• [EXCERPTED PASSAGE]:
Any number of things Demagogue David just listed as "good news" could just as easily be PERCEIVED as "bad news." Why our infamous purveyor of all things, anything but positive, has suddenly decided to be pollyanna rather than David of Doom and Gloom, one can only guess.
For instance, "good news for criminals?" *chuckle* Ordinarily the contrarian would be telling us which politician was to blame for the lack of money in the budget, and how such a shortfall is going to impact the citizens at large. Save money on per diem for the jury, while you spend more money on longer jail stays while the criminals stay in jail longer awaiting trial. "Good news" for the taxpayer too, apparently.
What's the flip side of seeing a silver lining in "great bargins?"
One of the worst retail seasons ever, possibly leading to further jobs erosion.
Is this the same guy that's been warning us about "stagflation" for months now? When he's casting dire warnings of doom and gloom, falling prices are proof of his powers of prognostication, now all of a sudden it's good news for the consumer.
The pawn shops can hire more people why???
Well, the other side of the coin is, lots of people are pawning off lots of feces these days, eh???
The guy that usually writes as if life were eternal night, now wants the world to know he can see the bright and shining light of a brand new sunny day?
Perception, all about perception isn't it?
Have you had your positivity today?
And under the column of "what the hell?" is the info on the cats and the Chinese???
WTF ??
Perhaps it is the spirit of Santa indwelling his soul, who knows. We'll see if he reverts to form, because you can be sure tomorrow is another day.
And of course, there really is some good news in there. And even more than you mentioned. But we will leave that for another time. Best for the holidays.
Falling prices is one such silver lining. What we know of as "recession" could just as accurately be called "market correction." The recession is caused by the banking systems artifical expansion of the supply of money and credit ("artificial" in that the increased credit is not backed by a corresponding increase in genuine savings, and the increased money is simply printed from out of thin air), which in turn pushes the interest rate below its natural equilibrium level (the interest rate is a vital market signal -- just as all market prices are vital market signals -- which reflects the interplay of supply of and demand for genuine savings available for capital loans). The artificially-manipulated interest rate causes investors and entrepreneurs to allocate scarce resources to new projects (or the expansion of existing projects) which are not sustainable considering the real-world consumption preferences and scales-of-valuation of the public -- in other words, the artificially-decreased interest rate causes systematic clusters of malinvestment.

• [TASKS]:
**A)** In the "good news" commentary, what does the artificial expansion of money and credit push the interest rate below?
**B)** Continue the "good news" commentary from where it stops.

• [INFORMATION PROVIDED]:

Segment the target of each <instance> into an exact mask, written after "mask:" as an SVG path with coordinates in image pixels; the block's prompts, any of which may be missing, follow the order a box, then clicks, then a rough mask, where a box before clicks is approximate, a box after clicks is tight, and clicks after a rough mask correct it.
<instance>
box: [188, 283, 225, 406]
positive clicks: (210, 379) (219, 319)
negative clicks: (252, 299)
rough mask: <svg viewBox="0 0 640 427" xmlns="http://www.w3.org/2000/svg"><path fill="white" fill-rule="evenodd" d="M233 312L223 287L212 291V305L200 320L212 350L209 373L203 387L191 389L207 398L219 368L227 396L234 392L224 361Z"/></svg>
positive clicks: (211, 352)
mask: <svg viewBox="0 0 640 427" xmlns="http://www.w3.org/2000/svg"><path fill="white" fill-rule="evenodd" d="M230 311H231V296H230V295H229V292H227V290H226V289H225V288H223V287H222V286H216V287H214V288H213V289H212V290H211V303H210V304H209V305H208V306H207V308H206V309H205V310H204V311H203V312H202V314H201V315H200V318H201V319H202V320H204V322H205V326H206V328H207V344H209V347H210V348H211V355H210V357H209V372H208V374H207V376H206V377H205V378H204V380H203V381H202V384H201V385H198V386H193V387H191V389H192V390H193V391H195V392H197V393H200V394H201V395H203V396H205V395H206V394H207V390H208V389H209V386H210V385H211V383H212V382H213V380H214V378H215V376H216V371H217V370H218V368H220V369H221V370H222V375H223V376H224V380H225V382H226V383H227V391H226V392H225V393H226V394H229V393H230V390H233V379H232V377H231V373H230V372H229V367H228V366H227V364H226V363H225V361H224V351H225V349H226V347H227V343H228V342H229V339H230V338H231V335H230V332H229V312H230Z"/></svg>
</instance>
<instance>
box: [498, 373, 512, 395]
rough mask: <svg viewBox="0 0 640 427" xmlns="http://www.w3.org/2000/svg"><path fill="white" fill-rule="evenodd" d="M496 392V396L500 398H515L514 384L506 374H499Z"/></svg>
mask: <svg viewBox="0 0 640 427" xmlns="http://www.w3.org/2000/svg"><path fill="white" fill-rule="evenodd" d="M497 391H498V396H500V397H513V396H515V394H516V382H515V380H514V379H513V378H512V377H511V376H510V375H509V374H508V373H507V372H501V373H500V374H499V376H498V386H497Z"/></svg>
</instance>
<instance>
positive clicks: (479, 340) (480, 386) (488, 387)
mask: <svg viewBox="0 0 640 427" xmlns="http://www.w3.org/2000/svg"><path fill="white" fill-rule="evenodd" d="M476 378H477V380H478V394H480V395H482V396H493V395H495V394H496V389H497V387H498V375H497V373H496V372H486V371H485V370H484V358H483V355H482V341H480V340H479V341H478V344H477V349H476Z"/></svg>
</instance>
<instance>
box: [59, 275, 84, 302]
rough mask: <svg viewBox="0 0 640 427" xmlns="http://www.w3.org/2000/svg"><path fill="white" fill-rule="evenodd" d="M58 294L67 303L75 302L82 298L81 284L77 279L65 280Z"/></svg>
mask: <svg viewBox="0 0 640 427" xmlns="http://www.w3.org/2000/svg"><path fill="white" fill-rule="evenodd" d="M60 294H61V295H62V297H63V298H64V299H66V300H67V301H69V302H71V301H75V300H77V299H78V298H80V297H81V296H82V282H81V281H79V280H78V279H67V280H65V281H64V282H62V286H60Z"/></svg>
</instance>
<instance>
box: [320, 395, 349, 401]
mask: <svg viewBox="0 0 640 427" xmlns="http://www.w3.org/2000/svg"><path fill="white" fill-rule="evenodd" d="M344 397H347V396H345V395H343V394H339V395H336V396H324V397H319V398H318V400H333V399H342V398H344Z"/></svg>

• [RESPONSES TO THE EXERCISE]:
**A)** Its natural equilibrium level.

**B)**
In time, those clusters of entrepreneurial errors are revealed; jolts of economic reality are inevitable, and it becomes clear that businesses allocated scarce resources (manufacturing equipment, labor, capital) to a production schedule that cannot yield profits considering the existing price/wage structure and the present preferences of the consuming public. Businesses are forced to liquidate the product of the malinvested resources by lowering prices so as to the "clear the market."
Obviously, bankers are able to avoid this fate. They do not have to worry getting stuck with whatever the true market value of their existing assets really are -- they can just lobby the federal government to buy those assets at a politically-determined rate with money stolen from the public, so they don't have to suffer the losses that would otherwise have followed naturally as a consequence of their own mismanagement or fraud.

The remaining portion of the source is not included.